- PROBLEM DETAILS:
Find "the dark bush" in the data below; transcribe the line it appears on and each line after it, exactly, to the end, and nothing else.

(Beginning of PROVIDED RECORDS)

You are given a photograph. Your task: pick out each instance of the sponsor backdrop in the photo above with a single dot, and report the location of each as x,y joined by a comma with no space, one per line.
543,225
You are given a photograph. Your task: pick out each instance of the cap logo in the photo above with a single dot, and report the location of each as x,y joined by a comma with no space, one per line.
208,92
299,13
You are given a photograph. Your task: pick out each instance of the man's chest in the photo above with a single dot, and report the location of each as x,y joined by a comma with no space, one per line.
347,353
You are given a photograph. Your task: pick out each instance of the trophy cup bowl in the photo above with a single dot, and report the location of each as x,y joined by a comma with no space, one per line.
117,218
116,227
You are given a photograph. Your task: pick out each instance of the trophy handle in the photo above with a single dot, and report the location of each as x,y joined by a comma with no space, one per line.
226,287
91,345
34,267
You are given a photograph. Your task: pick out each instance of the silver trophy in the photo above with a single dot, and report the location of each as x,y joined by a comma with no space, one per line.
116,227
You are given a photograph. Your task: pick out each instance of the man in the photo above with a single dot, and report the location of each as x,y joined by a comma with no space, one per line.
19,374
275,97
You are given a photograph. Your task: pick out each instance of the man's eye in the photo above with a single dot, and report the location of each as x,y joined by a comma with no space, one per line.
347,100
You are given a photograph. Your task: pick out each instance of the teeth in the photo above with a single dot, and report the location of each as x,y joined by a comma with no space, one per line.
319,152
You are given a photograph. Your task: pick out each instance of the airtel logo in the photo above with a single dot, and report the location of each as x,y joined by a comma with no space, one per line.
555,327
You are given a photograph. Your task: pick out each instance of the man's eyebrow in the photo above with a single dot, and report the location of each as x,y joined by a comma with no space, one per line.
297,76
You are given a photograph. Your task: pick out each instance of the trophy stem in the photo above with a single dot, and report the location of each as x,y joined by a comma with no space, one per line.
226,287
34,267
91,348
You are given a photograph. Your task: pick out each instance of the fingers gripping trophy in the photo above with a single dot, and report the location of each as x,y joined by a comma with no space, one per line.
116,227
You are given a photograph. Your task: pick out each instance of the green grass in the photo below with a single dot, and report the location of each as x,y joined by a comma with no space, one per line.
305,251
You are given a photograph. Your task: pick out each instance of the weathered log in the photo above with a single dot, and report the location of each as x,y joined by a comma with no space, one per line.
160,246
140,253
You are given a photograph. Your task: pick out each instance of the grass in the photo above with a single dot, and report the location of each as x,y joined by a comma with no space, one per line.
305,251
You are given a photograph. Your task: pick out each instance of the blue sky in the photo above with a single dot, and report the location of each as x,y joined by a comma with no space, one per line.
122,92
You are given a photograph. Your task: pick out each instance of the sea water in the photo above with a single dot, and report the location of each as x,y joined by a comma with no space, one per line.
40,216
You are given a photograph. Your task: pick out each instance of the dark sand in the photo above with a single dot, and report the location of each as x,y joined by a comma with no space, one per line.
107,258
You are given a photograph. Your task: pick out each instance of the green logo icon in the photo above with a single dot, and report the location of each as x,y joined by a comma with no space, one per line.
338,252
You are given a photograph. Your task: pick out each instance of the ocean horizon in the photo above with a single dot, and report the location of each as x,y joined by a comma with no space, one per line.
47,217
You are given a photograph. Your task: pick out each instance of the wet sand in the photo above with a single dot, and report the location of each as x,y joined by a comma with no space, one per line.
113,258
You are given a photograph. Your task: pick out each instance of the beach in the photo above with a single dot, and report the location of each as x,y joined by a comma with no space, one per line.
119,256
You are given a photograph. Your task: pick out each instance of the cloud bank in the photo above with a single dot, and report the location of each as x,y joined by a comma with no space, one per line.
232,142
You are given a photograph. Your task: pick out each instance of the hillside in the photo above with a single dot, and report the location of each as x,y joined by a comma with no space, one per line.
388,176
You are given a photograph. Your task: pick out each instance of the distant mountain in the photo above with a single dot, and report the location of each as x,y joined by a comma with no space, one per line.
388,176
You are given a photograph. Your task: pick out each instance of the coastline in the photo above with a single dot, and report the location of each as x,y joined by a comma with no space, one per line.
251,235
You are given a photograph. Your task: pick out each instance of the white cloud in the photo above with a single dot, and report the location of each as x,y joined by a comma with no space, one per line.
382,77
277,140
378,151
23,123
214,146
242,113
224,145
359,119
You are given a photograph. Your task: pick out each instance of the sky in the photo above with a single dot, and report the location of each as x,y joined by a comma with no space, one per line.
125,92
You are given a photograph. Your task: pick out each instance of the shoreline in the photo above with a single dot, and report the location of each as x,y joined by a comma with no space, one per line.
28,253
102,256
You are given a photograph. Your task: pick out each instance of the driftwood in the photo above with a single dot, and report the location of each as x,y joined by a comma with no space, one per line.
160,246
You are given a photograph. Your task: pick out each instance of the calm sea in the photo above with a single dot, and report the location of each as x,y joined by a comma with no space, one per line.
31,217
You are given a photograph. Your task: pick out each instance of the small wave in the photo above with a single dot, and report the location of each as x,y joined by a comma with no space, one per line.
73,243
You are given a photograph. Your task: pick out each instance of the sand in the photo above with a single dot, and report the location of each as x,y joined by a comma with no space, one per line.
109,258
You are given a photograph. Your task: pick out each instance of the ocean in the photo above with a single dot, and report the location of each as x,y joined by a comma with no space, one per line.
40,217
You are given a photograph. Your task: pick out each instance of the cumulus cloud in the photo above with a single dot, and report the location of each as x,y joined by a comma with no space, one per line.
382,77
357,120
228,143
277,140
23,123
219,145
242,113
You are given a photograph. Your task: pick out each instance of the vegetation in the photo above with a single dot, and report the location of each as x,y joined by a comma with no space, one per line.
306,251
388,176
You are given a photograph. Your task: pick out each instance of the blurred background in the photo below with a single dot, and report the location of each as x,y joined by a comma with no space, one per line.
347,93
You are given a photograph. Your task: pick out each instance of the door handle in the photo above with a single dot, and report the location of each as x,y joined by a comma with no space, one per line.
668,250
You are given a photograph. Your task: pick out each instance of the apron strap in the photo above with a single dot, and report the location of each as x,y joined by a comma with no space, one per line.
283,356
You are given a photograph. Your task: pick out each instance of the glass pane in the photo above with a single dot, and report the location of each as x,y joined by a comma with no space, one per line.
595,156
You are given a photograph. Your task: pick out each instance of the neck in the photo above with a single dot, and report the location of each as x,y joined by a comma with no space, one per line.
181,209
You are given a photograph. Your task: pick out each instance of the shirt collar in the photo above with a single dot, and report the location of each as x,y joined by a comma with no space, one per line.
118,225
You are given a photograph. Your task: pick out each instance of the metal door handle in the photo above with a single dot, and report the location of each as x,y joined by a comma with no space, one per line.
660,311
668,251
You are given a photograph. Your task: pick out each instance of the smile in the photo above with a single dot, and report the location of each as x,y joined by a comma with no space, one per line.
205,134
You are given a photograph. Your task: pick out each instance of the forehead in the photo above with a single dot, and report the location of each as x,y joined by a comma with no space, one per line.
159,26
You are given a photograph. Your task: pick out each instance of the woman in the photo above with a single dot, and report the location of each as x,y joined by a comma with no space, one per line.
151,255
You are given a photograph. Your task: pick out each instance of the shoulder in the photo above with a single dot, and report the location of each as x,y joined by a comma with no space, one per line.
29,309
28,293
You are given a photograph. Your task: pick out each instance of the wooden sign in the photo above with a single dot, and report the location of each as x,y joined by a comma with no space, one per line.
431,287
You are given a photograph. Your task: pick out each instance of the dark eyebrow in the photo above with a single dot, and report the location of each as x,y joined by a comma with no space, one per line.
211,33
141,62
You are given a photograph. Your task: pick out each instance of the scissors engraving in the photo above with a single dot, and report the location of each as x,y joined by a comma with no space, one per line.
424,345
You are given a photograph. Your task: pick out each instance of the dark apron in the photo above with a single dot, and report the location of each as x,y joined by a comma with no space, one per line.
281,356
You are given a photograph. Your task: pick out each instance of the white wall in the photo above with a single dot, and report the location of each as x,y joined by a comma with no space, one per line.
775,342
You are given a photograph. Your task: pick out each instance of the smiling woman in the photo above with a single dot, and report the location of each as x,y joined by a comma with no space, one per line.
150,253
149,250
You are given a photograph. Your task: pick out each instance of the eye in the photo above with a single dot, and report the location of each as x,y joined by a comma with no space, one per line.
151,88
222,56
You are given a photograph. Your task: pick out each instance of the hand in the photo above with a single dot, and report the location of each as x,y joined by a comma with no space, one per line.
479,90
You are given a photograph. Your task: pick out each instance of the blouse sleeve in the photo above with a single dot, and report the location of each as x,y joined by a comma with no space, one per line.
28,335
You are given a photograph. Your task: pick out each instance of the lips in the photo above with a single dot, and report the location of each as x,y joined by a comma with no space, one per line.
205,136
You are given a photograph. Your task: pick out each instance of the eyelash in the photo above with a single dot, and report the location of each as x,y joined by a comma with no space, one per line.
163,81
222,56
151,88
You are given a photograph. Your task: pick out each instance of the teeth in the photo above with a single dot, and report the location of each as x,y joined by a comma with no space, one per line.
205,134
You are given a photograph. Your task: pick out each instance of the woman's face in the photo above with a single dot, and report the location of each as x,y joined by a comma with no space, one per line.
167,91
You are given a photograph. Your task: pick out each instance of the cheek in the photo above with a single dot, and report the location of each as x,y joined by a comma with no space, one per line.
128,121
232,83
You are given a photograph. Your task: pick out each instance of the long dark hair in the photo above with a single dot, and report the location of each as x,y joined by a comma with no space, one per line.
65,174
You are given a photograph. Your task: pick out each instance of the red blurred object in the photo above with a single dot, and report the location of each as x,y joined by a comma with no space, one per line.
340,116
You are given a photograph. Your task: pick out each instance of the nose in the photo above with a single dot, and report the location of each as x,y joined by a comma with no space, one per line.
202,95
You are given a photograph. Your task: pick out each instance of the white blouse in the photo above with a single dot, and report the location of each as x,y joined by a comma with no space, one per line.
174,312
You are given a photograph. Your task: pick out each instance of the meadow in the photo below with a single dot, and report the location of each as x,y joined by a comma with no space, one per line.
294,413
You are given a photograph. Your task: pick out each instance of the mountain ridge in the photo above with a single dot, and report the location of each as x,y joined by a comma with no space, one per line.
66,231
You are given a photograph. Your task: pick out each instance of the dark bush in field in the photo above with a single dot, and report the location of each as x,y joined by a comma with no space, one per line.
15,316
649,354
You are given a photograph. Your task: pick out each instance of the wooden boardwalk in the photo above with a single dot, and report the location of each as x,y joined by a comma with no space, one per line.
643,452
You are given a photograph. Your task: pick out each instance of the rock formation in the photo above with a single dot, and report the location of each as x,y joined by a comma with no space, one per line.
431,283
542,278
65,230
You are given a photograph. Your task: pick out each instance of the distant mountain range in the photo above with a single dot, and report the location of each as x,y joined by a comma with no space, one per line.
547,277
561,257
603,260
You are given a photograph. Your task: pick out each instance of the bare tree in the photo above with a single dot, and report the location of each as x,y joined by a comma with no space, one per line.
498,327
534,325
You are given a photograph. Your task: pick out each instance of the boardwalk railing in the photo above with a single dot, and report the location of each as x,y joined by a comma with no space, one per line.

(End of PROVIDED RECORDS)

- REPLY:
You are given a photograph. Your task: pick out each instance of the dark bush in field in the photo above with a single dot, and report the location of each as x,y joined by a comma with no space, one per line.
15,316
649,354
You are given a photograph. Your task: pick out each instance of the wooden boardwalk in the photo above with a single dot, and report the location of each as x,y joined by a comma with no space, one per line.
643,452
You are given a photograph. Your task: pick out each instance of the rock formation in the photo above with a single dot, and report the location of each as x,y joined by a comma with no space, one per line.
431,283
542,278
65,230
You are given a photograph. Your task: pick out each instance of the distant mountain range in the photo above with a single dot, and report the location of each as x,y joined by a comma with no space, one per line.
547,277
561,257
603,260
You are given a photograph. Your task: pick out each instance of the bare tree in the photo above with a single dot, and report the location of each as x,y joined by a comma with no space, one per line.
498,327
534,325
You are given a photograph. Your task: pick out each instance of the boardwalk railing in the photo above with a single dot, and report the location of each as x,y joined by a comma with no space, one per line.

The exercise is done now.